*INSTRUCTION*
Copy the lines that follow, keeping every character the same.
-.-.-
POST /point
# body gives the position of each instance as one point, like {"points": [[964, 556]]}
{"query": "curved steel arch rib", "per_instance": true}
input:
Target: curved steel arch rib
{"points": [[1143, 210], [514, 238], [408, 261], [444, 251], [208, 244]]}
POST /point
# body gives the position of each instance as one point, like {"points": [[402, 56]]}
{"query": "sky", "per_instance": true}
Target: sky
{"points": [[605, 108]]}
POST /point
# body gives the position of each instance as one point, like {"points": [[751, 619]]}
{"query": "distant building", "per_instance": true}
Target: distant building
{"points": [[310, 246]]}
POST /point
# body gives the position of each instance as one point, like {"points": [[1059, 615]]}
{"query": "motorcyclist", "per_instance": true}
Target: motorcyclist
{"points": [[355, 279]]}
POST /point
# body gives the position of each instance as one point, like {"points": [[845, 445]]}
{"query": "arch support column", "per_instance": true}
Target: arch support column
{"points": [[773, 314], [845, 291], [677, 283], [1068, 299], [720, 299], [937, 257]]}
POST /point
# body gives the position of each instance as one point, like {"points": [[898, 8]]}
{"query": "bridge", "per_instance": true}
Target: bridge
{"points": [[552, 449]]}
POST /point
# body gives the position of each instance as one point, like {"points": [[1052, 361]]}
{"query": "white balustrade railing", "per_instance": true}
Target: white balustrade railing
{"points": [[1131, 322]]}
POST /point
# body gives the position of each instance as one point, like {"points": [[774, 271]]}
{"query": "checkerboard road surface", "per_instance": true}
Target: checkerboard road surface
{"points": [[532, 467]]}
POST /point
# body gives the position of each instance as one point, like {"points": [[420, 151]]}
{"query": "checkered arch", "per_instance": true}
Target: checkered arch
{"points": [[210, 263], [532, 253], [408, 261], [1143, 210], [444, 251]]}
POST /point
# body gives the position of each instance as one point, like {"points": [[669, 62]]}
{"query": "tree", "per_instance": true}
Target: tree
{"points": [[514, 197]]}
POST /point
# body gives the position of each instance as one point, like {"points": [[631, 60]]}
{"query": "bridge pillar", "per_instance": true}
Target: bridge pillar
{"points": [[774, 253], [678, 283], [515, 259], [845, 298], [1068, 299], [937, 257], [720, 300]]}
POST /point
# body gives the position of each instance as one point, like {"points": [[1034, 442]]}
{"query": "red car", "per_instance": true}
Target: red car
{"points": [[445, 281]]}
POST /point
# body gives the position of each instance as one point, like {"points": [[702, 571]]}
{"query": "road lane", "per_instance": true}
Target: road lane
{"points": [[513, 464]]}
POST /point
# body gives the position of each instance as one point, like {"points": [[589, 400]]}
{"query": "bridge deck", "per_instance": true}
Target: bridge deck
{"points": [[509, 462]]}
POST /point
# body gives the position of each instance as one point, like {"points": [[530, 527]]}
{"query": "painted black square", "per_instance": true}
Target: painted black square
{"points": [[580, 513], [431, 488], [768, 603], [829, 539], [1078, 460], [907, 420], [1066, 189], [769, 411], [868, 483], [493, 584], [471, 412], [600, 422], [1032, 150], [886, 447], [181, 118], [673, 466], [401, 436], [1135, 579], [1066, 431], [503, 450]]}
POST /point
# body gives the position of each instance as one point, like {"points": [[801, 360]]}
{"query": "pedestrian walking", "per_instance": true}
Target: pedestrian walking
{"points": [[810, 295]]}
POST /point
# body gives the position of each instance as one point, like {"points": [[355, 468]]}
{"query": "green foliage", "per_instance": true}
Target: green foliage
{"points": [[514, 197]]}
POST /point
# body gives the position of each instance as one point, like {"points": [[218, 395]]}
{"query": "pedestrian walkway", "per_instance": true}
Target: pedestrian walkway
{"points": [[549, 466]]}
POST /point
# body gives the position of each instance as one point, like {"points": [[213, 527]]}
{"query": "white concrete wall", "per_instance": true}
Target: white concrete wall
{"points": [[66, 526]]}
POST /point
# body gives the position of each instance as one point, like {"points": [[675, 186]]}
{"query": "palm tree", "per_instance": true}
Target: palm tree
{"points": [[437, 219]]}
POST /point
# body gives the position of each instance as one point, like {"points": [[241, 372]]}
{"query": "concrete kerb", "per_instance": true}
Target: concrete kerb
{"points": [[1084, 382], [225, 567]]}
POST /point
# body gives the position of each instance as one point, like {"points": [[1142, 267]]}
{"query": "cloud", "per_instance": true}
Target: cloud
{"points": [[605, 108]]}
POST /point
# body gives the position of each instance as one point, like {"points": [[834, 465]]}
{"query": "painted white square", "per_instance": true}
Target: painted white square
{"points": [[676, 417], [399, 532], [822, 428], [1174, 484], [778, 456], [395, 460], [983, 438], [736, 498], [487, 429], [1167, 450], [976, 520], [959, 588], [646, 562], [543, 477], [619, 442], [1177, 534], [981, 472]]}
-.-.-
*THE RESPONSE*
POST /point
# body gives the position of each instance as one point, like {"points": [[964, 556]]}
{"query": "curved steel arch rib", "per_instance": true}
input:
Target: curved steel arch rib
{"points": [[1143, 210], [514, 238], [408, 261], [444, 251], [208, 244]]}
POST /point
# body gives the position of each instance as one point, like {"points": [[402, 56]]}
{"query": "sky", "per_instance": true}
Target: sky
{"points": [[605, 108]]}
POST /point
# body gives the position of each instance as one point, like {"points": [[751, 619]]}
{"query": "distant building", "per_instance": true}
Target: distant building
{"points": [[310, 246]]}
POST /point
# body gives the position of each instance as one point, like {"points": [[1059, 615]]}
{"query": "motorcyclist", "per_instance": true}
Target: motorcyclist
{"points": [[355, 279]]}
POST /point
# body gives the position of each instance as one point, like {"points": [[845, 445]]}
{"query": "arch support column", "per_instance": true}
Target: arch support column
{"points": [[773, 314], [845, 291], [677, 283], [1068, 299], [720, 299], [937, 257]]}
POST /point
# body gives the position of each instance as one point, like {"points": [[898, 8]]}
{"query": "bridge", "per_instance": true}
Target: bridge
{"points": [[552, 449]]}
POST /point
# body gives the position of each instance as one point, like {"points": [[1052, 361]]}
{"query": "white balustrade railing", "per_instance": true}
Target: white balustrade railing
{"points": [[1131, 322]]}
POST /point
# body gives the position of each instance as one point, like {"points": [[774, 271]]}
{"query": "checkerboard road surface", "per_instance": true}
Target: checkerboard road surface
{"points": [[532, 467]]}
POST /point
# body gives the position of each instance as one point, like {"points": [[420, 151]]}
{"query": "checkered arch", "per_instance": true}
Target: checkered arch
{"points": [[210, 263], [532, 253], [408, 261], [1143, 210], [444, 251]]}
POST /point
# body gives the position of each instance as one point, like {"points": [[669, 62]]}
{"query": "tree", "per_instance": true}
Target: tree
{"points": [[514, 197]]}
POST /point
# body gives the position of each instance as one point, like {"points": [[631, 60]]}
{"query": "bridge pillar", "per_instance": true}
Target: bridge pillar
{"points": [[774, 253], [678, 283], [515, 259], [845, 298], [1068, 299], [937, 257], [720, 300]]}
POST /point
# body gives the position of each instance as one point, like {"points": [[1034, 442]]}
{"query": "red car", "per_instance": true}
Target: red car
{"points": [[445, 281]]}
POST /point
# body gives the position of each instance as one point, like {"points": [[702, 571]]}
{"query": "road lane", "per_instance": true}
Target: road lane
{"points": [[513, 464]]}
POST /point
# body gives the position of each instance as one point, like {"points": [[589, 400]]}
{"query": "bridge deck", "per_instance": true}
Target: bridge deck
{"points": [[509, 462]]}
POST /point
# body gives the position of each instance as one point, like {"points": [[530, 527]]}
{"query": "painted black square", "per_instance": true}
Target: painted black square
{"points": [[580, 513], [431, 488], [768, 603], [829, 539], [1078, 460], [907, 420], [1066, 189], [769, 411], [868, 483], [493, 584], [471, 412], [600, 422], [1032, 150], [886, 447], [181, 118], [673, 466], [401, 436], [1135, 579], [1066, 431], [503, 450]]}
POST /point
# body gives the position of each instance as one point, like {"points": [[801, 360]]}
{"query": "pedestrian walking", "per_instance": true}
Target: pedestrian walking
{"points": [[810, 295]]}
POST /point
# body gives the position of each instance as one point, like {"points": [[355, 468]]}
{"query": "green foliage", "per_instance": true}
Target: green foliage
{"points": [[514, 197]]}
POST /point
# body gives the position of each instance as one point, like {"points": [[218, 395]]}
{"query": "pedestrian walkway", "per_instance": true}
Target: pedestrian walkway
{"points": [[549, 466]]}
POST /point
# body gives the position of each instance as one point, like {"points": [[213, 527]]}
{"query": "white concrete wall", "per_instance": true}
Target: white concrete wall
{"points": [[66, 526]]}
POST /point
# body gives the position of each instance as one point, like {"points": [[675, 186]]}
{"query": "palm tree", "per_instance": true}
Target: palm tree
{"points": [[437, 219]]}
POST /point
# body gives the position of each instance as one point, like {"points": [[241, 372]]}
{"query": "concrete kerb", "per_instance": true}
Target: concrete kerb
{"points": [[1084, 382], [225, 567]]}
POST /point
# body gives the position of each instance as one point, like {"points": [[1142, 267]]}
{"query": "cloud", "per_instance": true}
Target: cloud
{"points": [[605, 108]]}
POST /point
# body gives the position of each instance as one point, like {"points": [[834, 465]]}
{"query": "painted white square", "per_instance": true}
Target: painted white square
{"points": [[676, 417], [399, 532], [822, 428], [1174, 484], [778, 456], [395, 460], [983, 438], [736, 498], [487, 429], [1167, 450], [976, 520], [959, 588], [646, 562], [543, 477], [619, 442], [1177, 534], [981, 472]]}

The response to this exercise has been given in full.